[Stored data]
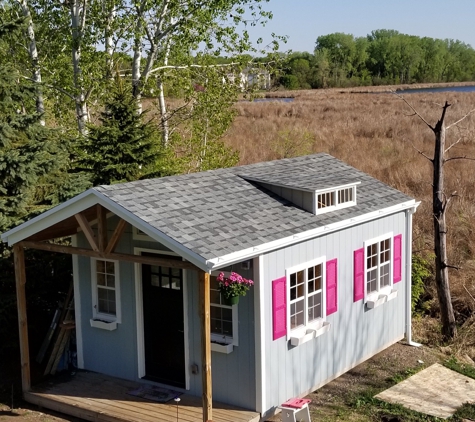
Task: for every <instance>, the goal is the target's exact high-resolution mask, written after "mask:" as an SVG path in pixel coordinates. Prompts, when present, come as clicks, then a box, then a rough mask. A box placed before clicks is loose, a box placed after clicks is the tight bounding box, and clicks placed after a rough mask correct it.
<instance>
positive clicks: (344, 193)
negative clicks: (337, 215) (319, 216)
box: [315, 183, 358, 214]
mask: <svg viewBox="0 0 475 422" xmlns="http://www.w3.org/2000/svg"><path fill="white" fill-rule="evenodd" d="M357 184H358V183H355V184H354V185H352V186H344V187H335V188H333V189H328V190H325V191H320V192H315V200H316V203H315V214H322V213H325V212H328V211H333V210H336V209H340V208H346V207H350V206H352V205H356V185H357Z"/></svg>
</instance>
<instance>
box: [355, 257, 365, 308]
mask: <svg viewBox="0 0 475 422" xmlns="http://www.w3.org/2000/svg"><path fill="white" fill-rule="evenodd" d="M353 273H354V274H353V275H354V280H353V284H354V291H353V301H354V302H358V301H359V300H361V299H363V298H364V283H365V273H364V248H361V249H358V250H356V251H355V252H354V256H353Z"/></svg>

Exercise aim: Each entry needs to be retyped exactly; the pictures stay out.

Completed task:
Task: for every <instance>, the goal is the target's exact high-resolution mask, written after "mask:" as an SVG path in pixel coordinates. Prompts, when present, come as clicks, then a box, then a rough mask. A box placed before clicks is loose, a box placed after clicks is the tight bounding box, and clicks placed after a rough mask correct it.
<instance>
positive clicks: (344, 193)
negative clicks: (337, 215) (319, 216)
box: [315, 183, 358, 214]
mask: <svg viewBox="0 0 475 422" xmlns="http://www.w3.org/2000/svg"><path fill="white" fill-rule="evenodd" d="M357 184H358V183H355V184H354V185H352V186H344V187H335V188H333V189H328V190H325V191H320V192H315V200H316V203H315V214H322V213H325V212H328V211H333V210H336V209H340V208H346V207H350V206H352V205H356V185H357Z"/></svg>
</instance>
<instance>
box: [355, 257, 365, 308]
mask: <svg viewBox="0 0 475 422" xmlns="http://www.w3.org/2000/svg"><path fill="white" fill-rule="evenodd" d="M353 273H354V274H353V275H354V280H353V284H354V291H353V301H354V302H358V301H359V300H361V299H363V298H364V283H365V273H364V248H361V249H358V250H356V251H355V252H354V256H353Z"/></svg>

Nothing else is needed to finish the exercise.